• [DO THIS]: Rewrite the items below, changing "list the coordinates" to "report the coordinates" wherever it appears and keeping everything else the same.

• [PROVIDED MATERIAL]:
+++

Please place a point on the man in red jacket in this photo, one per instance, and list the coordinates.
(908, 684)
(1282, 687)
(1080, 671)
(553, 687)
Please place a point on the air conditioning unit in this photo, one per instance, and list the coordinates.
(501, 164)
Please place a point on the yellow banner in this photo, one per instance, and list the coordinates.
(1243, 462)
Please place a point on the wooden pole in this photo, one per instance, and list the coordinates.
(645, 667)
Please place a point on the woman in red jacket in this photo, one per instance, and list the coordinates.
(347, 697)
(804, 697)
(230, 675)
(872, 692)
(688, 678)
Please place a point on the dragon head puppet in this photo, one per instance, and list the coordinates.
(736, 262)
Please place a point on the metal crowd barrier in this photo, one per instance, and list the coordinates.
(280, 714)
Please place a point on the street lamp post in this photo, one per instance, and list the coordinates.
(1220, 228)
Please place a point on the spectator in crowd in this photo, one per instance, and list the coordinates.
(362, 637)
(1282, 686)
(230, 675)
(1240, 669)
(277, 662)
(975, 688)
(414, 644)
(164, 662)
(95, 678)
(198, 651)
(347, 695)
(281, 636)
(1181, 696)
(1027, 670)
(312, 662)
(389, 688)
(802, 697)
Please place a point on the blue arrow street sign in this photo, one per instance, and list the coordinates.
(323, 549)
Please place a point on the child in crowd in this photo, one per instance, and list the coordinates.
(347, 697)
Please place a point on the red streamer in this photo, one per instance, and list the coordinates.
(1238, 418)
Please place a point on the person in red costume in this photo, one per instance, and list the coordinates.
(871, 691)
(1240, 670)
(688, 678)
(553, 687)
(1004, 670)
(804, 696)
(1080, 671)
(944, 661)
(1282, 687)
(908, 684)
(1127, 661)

+++

• [WORKED SOLUTION]:
Please place a point on the man in red jacket in this photo, one per instance, and report the coordinates.
(908, 684)
(1282, 687)
(1080, 671)
(553, 687)
Please place a point on the air conditioning unit in this photo, one per instance, and report the coordinates.
(501, 164)
Please place a point on the yellow banner in this photo, one per instance, and report the coordinates.
(1243, 462)
Please place a point on the wooden pole in this photo, one per instance, and report the coordinates.
(645, 667)
Please place a point on the woman in red jacket in this photo, one per instance, and report the coordinates.
(347, 697)
(804, 697)
(230, 675)
(872, 692)
(688, 678)
Please place a point on the dragon head puppet in this photo, one per instance, and report the coordinates.
(736, 262)
Please place a point on the metal crowd barrier in this photo, one per instance, and report the coordinates.
(280, 714)
Please place a point on the street lamp post in this photo, one per instance, and report the coordinates.
(1220, 228)
Please place a point on the spectator in crowd in this photo, one per instance, and report the coordinates.
(362, 637)
(1282, 686)
(230, 675)
(1240, 669)
(277, 662)
(975, 688)
(414, 644)
(164, 662)
(95, 678)
(198, 651)
(347, 695)
(281, 636)
(1181, 696)
(1027, 670)
(312, 662)
(389, 688)
(802, 697)
Please place a point on the blue arrow street sign in this photo, one per instance, and report the coordinates.
(323, 549)
Please place a point on the child in crowd in this photo, one per instance, and report the coordinates.
(347, 697)
Please place a point on the red streamer in this photo, one per instance, and report the coordinates.
(1238, 418)
Please place a point on the person in red costume in this photo, one per instance, and report the coordinates.
(871, 691)
(1240, 670)
(688, 678)
(553, 687)
(1004, 670)
(804, 696)
(1080, 671)
(944, 661)
(1282, 687)
(908, 684)
(1127, 661)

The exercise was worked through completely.